Collected data
══════
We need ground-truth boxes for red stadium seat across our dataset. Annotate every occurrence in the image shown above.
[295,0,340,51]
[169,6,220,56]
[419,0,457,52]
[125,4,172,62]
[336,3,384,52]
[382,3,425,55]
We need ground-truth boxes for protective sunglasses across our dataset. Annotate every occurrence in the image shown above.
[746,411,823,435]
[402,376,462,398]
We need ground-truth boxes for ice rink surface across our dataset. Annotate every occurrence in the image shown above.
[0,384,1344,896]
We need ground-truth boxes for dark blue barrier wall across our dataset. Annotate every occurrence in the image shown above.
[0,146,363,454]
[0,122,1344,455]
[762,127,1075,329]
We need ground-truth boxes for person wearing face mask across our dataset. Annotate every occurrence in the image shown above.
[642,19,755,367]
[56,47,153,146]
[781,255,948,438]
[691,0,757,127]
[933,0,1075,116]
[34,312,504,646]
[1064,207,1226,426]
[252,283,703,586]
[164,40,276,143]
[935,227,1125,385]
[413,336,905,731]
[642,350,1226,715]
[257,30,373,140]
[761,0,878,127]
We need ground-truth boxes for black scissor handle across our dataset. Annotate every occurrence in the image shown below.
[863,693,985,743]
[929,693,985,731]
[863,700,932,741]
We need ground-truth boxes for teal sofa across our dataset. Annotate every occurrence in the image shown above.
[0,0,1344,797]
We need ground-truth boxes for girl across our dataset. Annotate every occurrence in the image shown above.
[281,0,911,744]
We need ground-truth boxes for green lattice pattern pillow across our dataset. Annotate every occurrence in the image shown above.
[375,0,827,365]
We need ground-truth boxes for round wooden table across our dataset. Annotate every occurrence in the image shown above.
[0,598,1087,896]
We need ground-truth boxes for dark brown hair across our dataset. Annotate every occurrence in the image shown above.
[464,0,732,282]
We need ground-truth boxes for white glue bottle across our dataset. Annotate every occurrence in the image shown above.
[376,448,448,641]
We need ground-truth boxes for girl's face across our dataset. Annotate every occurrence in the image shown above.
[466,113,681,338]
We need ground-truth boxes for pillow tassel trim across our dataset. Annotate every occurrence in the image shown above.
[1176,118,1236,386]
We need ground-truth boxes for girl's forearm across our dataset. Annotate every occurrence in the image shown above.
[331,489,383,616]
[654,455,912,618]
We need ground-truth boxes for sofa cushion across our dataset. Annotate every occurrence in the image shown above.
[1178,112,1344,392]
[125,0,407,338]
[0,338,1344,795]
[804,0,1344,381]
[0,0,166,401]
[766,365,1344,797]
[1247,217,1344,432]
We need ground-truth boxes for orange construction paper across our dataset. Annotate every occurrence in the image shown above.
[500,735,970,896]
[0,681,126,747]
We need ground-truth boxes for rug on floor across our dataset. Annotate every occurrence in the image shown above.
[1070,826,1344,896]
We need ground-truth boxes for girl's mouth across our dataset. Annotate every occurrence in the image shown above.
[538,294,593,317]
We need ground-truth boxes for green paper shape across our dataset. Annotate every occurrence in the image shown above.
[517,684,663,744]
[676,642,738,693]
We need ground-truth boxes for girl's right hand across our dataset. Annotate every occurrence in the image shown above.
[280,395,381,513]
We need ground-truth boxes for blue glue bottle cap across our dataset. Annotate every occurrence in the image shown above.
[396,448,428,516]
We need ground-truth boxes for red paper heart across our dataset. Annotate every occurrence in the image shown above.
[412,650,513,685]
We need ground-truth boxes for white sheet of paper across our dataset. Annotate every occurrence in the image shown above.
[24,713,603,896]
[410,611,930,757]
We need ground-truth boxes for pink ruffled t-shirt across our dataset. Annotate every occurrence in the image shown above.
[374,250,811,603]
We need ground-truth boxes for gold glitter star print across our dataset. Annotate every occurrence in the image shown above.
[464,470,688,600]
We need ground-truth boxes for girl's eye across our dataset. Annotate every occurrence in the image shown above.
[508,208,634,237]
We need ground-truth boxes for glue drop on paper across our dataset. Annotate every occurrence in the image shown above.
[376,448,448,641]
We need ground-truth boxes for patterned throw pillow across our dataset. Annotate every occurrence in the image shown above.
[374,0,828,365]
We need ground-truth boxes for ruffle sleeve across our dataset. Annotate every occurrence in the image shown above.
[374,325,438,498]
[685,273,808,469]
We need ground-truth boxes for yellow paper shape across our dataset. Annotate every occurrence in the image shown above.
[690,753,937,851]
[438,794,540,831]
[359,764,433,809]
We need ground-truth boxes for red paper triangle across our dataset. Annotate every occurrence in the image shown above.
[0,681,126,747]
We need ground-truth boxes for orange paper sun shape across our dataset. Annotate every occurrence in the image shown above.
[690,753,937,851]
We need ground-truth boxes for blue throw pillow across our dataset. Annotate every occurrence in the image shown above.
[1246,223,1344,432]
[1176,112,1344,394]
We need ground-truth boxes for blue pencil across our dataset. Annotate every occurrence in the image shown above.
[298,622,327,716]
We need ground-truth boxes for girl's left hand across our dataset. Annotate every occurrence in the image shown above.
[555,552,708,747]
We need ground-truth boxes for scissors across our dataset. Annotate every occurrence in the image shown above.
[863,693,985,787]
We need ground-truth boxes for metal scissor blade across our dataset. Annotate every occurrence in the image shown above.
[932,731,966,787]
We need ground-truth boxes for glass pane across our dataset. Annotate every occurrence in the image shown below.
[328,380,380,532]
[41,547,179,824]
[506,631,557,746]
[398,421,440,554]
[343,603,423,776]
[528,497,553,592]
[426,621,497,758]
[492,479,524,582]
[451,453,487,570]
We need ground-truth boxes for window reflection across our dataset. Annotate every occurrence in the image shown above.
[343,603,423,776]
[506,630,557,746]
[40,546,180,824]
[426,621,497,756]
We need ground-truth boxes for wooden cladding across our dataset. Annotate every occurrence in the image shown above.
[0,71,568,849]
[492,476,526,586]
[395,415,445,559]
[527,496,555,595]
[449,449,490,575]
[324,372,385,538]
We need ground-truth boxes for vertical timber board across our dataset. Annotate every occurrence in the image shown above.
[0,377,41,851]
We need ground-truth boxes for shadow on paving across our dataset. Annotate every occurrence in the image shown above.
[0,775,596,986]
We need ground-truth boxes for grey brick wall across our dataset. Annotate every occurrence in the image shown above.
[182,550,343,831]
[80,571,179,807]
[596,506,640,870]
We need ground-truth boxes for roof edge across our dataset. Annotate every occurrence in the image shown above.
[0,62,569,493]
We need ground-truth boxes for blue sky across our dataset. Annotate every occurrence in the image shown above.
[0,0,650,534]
══════
• [Exercise prompt]: Add 12 to every bounding-box coordinate in the data, starting at the line that contains "We need ground-truth boxes for sofa" and ending at the line that contains "[685,273,808,469]". Write out each line in that range, both end lines included, with all other text left unchanged.

• [Task output]:
We need ground-truth boxes for sofa cushion across our dataset. Annotate every occurrence in the image shown above.
[1190,124,1356,404]
[137,12,419,350]
[12,350,1356,807]
[816,12,1356,393]
[12,12,178,413]
[778,377,1356,809]
[1259,229,1356,444]
We need ground-truth boxes for orange construction paper across our dataset. Annotate every occurrence in the image shown above.
[512,747,982,908]
[12,693,138,759]
We need ground-truth boxes for rug on floor across our dataset. Annotate every occurrence in the image shown above.
[1082,838,1356,908]
We need ground-truth boxes for girl's mouth across our dataset. Annotate every occurrence in the image shown above.
[550,306,605,329]
We need ground-truth boxes for green paper shape across our dataset. Annotate every occurrence in the image shown above.
[529,696,675,756]
[688,654,750,705]
We need ground-truth boxes for girl's right hand across our dataset. Annotate every occurrence in the image shown above.
[292,407,393,525]
We need ground-truth boxes for blue glue bottle cap across our dataset. Annotate every occurrence in the image shown above.
[408,460,440,528]
We need ground-truth boxes for red paper heart across our dataset. Annotate every occurrence in the image shown above.
[424,662,525,697]
We need ground-truth boxes for white sheet of paper across our dataset. Annotate every occurrence in the image shown above.
[36,725,615,908]
[422,623,942,769]
We need ground-truth boxes for pink ruffled t-shirt across our dataset. Annotate every occurrence in the image shown above.
[386,262,823,615]
We need ground-truth boxes for gold glitter star print across our dataset. Annotate every occurrence in the image shown above.
[476,482,700,612]
We need ground-truth boxes for girl's eye across our dataset. Annotate every occurrence in the image shown above.
[520,220,646,249]
We need ground-truth boxes for glue drop on paper across our dataset. Annotate every occurrence in the image shown above.
[388,460,460,653]
We need ground-truth boxes for patterned throw pillow across our dataset. Annotate every occurrence in the image shown above.
[386,12,840,377]
We need ground-truth boxes for ruffle sleeve across our dataset. Annotate every occurrence in the image shown above.
[386,337,450,510]
[697,285,820,481]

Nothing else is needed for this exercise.